> What you need to do
Could you filter the data below down to the lines that hold the word "arrangement"?

-*-

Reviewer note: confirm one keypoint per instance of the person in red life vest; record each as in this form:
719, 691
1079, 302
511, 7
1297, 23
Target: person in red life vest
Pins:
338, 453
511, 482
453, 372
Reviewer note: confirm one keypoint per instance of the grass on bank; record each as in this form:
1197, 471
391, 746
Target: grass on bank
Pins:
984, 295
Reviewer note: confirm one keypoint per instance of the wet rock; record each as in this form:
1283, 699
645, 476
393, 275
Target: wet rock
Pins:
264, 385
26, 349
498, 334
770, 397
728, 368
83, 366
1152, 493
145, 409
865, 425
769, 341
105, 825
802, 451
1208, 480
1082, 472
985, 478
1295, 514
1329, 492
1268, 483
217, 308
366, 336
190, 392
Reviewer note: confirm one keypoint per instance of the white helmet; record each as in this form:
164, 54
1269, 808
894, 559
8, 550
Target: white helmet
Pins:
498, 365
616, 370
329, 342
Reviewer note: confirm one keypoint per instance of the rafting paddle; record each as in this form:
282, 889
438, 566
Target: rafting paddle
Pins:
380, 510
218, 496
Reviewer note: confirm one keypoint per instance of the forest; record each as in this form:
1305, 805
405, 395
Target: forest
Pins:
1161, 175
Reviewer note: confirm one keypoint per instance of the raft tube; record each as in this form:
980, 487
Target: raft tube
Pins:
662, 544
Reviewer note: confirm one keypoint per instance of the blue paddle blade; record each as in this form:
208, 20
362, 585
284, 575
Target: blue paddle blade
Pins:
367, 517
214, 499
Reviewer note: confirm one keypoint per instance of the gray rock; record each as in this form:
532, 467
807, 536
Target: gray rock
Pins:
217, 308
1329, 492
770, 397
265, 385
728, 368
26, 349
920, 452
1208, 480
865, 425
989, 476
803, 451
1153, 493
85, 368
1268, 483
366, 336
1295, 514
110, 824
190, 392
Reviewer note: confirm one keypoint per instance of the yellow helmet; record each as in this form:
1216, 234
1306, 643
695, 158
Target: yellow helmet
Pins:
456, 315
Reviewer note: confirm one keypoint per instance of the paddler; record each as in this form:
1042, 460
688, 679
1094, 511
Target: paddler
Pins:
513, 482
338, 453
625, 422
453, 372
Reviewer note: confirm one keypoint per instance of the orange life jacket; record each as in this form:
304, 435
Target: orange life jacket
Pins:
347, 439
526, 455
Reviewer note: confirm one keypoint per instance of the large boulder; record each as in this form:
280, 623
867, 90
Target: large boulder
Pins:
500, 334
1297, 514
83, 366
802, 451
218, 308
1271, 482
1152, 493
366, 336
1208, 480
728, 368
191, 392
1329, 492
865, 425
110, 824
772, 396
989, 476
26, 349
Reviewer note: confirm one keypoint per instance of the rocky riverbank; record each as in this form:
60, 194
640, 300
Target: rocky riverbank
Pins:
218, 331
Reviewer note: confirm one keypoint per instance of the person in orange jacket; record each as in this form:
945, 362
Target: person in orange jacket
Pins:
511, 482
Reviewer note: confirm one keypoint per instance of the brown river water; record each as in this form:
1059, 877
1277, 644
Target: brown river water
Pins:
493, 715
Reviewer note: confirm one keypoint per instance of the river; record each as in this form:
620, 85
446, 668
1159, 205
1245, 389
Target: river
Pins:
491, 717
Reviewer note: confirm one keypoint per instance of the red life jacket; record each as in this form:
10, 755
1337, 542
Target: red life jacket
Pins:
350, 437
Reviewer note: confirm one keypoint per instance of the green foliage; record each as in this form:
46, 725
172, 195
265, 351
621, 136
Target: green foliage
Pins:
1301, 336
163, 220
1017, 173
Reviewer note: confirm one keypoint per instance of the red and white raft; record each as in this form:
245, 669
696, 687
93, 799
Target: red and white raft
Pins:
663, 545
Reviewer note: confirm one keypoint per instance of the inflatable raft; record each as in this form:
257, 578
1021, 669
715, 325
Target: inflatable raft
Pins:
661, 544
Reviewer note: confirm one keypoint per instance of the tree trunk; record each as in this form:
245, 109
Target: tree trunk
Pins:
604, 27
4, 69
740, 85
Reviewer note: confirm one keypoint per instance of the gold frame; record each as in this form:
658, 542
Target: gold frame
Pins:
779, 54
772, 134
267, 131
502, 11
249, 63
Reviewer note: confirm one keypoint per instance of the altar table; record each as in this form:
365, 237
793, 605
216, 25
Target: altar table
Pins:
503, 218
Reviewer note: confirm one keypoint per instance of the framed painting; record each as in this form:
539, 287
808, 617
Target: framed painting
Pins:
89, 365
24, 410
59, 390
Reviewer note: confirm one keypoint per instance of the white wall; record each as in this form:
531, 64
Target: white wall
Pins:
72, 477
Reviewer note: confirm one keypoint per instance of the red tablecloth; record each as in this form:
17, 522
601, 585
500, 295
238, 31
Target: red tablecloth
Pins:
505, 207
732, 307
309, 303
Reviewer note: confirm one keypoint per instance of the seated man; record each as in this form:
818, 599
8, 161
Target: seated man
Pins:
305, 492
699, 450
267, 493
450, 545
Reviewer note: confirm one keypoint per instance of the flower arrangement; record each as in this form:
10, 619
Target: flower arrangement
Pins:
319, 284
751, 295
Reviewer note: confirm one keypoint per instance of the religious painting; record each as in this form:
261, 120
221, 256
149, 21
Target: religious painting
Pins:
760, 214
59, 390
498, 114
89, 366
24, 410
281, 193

-*-

> Answer section
Reviewer note: confirm one keypoint per instance of the flower arrangement; record each as in this form:
Target: flower arrangement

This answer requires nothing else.